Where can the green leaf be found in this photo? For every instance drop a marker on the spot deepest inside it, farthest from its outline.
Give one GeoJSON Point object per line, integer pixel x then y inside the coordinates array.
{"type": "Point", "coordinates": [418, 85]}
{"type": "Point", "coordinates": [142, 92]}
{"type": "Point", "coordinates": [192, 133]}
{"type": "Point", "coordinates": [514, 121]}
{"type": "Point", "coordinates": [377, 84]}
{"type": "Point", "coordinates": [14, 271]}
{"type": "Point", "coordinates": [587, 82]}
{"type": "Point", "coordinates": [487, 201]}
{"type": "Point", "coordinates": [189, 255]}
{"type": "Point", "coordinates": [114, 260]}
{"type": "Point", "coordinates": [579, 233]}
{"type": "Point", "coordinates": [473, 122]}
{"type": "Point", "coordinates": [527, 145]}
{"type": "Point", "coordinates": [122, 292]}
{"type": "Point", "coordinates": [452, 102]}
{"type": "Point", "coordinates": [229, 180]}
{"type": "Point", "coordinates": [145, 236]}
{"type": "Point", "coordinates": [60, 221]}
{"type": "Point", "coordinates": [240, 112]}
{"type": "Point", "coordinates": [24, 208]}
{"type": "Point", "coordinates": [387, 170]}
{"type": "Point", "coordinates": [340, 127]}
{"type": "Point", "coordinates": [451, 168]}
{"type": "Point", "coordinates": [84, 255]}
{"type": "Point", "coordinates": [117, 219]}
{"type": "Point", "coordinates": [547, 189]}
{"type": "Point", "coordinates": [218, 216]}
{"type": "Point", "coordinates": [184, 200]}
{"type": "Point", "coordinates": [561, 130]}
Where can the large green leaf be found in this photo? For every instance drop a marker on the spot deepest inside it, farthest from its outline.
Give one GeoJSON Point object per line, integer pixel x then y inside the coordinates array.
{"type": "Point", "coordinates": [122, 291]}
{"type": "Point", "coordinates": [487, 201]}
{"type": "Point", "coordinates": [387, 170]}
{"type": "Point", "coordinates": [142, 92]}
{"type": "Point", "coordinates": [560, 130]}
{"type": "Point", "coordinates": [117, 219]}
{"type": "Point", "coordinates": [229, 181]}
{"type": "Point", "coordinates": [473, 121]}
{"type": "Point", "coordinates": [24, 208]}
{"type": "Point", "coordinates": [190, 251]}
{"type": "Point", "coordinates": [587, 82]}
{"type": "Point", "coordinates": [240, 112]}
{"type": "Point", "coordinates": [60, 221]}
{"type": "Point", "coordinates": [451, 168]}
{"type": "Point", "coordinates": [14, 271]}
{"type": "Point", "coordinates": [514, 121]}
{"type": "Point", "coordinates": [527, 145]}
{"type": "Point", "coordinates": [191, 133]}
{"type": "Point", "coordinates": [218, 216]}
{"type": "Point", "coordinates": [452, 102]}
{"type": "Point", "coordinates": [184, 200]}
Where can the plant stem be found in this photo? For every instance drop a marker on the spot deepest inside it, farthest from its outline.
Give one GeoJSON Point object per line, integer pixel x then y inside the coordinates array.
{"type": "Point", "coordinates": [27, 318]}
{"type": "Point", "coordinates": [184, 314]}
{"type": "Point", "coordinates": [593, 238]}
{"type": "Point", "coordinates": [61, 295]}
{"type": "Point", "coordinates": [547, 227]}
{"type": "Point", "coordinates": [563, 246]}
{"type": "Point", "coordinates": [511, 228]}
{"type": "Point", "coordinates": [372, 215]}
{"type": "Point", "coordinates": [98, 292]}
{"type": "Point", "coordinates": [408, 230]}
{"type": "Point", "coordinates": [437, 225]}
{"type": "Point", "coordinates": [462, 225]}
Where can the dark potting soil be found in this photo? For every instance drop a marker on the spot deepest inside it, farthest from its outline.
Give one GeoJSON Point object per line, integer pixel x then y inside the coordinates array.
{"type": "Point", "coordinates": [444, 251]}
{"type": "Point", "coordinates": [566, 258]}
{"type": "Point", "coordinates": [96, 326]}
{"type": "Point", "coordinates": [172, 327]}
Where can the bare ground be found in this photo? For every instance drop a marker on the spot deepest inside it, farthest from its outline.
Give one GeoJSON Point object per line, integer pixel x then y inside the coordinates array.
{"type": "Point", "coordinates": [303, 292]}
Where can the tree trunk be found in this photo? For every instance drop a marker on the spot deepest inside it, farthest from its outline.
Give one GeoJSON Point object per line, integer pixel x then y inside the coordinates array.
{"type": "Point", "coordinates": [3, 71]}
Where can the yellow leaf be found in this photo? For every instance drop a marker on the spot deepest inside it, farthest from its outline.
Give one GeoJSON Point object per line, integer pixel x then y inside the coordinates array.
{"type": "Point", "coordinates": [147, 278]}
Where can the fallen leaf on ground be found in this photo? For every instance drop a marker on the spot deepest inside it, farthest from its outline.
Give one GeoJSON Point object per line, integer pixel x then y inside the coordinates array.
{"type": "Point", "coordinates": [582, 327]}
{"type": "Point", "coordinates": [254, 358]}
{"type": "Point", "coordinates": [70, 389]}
⁂
# [GIVEN INSTRUCTION]
Lay out all of the material above as a two-column CSV with the headers "text" and "answer". Each row holds one block of wording in "text" and the Point lines that follow it in "answer", with each field in double quotes and line breaks turned into spaces.

# [OUTPUT OF THE TASK]
text,answer
"Where can the green leaf be found in this photo? For every instance drop a marker on the spot deepest inside it, farthest from its outline. Give one GeoJSON Point object per line, integer pixel x then y inside the coordinates array.","{""type"": ""Point"", ""coordinates"": [418, 85]} {""type"": ""Point"", ""coordinates"": [142, 92]} {""type"": ""Point"", ""coordinates"": [192, 133]} {""type"": ""Point"", ""coordinates"": [514, 121]} {""type"": ""Point"", ""coordinates"": [377, 84]} {""type"": ""Point"", ""coordinates"": [14, 271]} {""type"": ""Point"", ""coordinates"": [587, 82]} {""type"": ""Point"", ""coordinates"": [487, 201]} {""type"": ""Point"", ""coordinates"": [189, 255]} {""type"": ""Point"", ""coordinates"": [114, 260]} {""type"": ""Point"", ""coordinates"": [579, 233]} {""type"": ""Point"", ""coordinates"": [473, 122]} {""type"": ""Point"", ""coordinates"": [527, 145]} {""type"": ""Point"", ""coordinates"": [122, 292]} {""type"": ""Point"", ""coordinates"": [452, 102]} {""type"": ""Point"", ""coordinates"": [229, 180]} {""type"": ""Point"", ""coordinates"": [145, 236]} {""type"": ""Point"", ""coordinates"": [60, 221]} {""type"": ""Point"", ""coordinates"": [240, 112]} {""type"": ""Point"", ""coordinates"": [24, 208]} {""type"": ""Point"", ""coordinates"": [387, 170]} {""type"": ""Point"", ""coordinates"": [340, 127]} {""type"": ""Point"", ""coordinates"": [451, 168]} {""type"": ""Point"", ""coordinates"": [84, 255]} {""type"": ""Point"", ""coordinates"": [117, 219]} {""type"": ""Point"", ""coordinates"": [547, 189]} {""type"": ""Point"", ""coordinates"": [218, 216]} {""type"": ""Point"", ""coordinates"": [184, 200]} {""type"": ""Point"", ""coordinates"": [561, 130]}"
"Where can the large green leaf be found in this photo? For every instance drop a marker on the spot deepest inside it, farthest from its outline. Give one GeoJSON Point object per line, integer pixel x then y inside the coordinates array.","{""type"": ""Point"", ""coordinates"": [122, 291]} {""type"": ""Point"", ""coordinates"": [487, 201]} {""type"": ""Point"", ""coordinates"": [387, 170]} {""type"": ""Point"", ""coordinates"": [142, 92]} {""type"": ""Point"", ""coordinates"": [560, 130]} {""type"": ""Point"", ""coordinates"": [117, 219]} {""type"": ""Point"", ""coordinates"": [229, 181]} {""type"": ""Point"", ""coordinates"": [473, 121]} {""type"": ""Point"", ""coordinates"": [24, 208]} {""type"": ""Point"", ""coordinates"": [190, 251]} {""type"": ""Point"", ""coordinates"": [587, 82]} {""type"": ""Point"", ""coordinates"": [240, 112]} {""type"": ""Point"", ""coordinates"": [60, 221]} {""type"": ""Point"", ""coordinates"": [451, 168]} {""type"": ""Point"", ""coordinates"": [14, 271]} {""type"": ""Point"", ""coordinates"": [514, 121]} {""type"": ""Point"", ""coordinates"": [527, 145]} {""type"": ""Point"", ""coordinates"": [191, 133]} {""type"": ""Point"", ""coordinates"": [218, 216]} {""type"": ""Point"", ""coordinates"": [452, 102]} {""type"": ""Point"", ""coordinates"": [184, 200]}"
"Where can the plant stem be found in this photo? For every instance drop a marker on the spot deepest inside it, farthest from its outline. Give one GeoJSON Point object per line, integer pixel x then y inside the coordinates array.","{""type"": ""Point"", ""coordinates"": [27, 318]} {""type"": ""Point"", ""coordinates"": [184, 314]} {""type"": ""Point"", ""coordinates"": [593, 238]} {""type"": ""Point"", ""coordinates"": [61, 295]} {""type"": ""Point"", ""coordinates"": [547, 227]} {""type"": ""Point"", ""coordinates"": [563, 246]} {""type"": ""Point"", ""coordinates"": [511, 228]} {""type"": ""Point"", ""coordinates"": [372, 215]} {""type"": ""Point"", ""coordinates"": [98, 292]} {""type"": ""Point"", ""coordinates"": [408, 230]} {""type"": ""Point"", ""coordinates"": [437, 225]} {""type"": ""Point"", ""coordinates"": [462, 225]}"
"Where can the dark potting soil be found in this photo? For every instance drop a marker on the spot deepest inside it, farthest from its outline. Give one GeoJSON Point object per line, integer pixel x then y inside the coordinates array.","{""type"": ""Point"", ""coordinates"": [444, 251]} {""type"": ""Point"", ""coordinates"": [566, 258]} {""type"": ""Point"", ""coordinates"": [96, 326]} {""type"": ""Point"", ""coordinates"": [172, 327]}"
"Where can the bare ground be found in this photo? For every instance drop a marker on the spot deepest inside it, farthest from its outline. Give one GeoJSON Point object per line, integer pixel x then y inside the coordinates array.","{""type"": ""Point"", ""coordinates"": [303, 292]}"
"Where can the tree trunk be found in this photo? For every instance drop a marker on the spot deepest inside it, farthest from its outline. Give one GeoJSON Point object per line, integer pixel x then y inside the coordinates array.","{""type"": ""Point"", ""coordinates"": [3, 71]}"
"Where can the yellow leaf be found in this photo? For every instance drop a marker on the spot deepest inside it, farthest from its outline. Give one GeoJSON Point object per line, integer pixel x then y inside the coordinates array.","{""type"": ""Point"", ""coordinates"": [147, 278]}"
"Where can the fallen leaf on ground be found in this photo? For every instance drop a marker on the spot deepest inside it, farthest from its outline. Give one GeoJSON Point object per line, integer pixel x then y inside the coordinates array.","{""type"": ""Point"", ""coordinates"": [582, 327]} {""type"": ""Point"", ""coordinates"": [254, 358]} {""type"": ""Point"", ""coordinates"": [70, 389]}"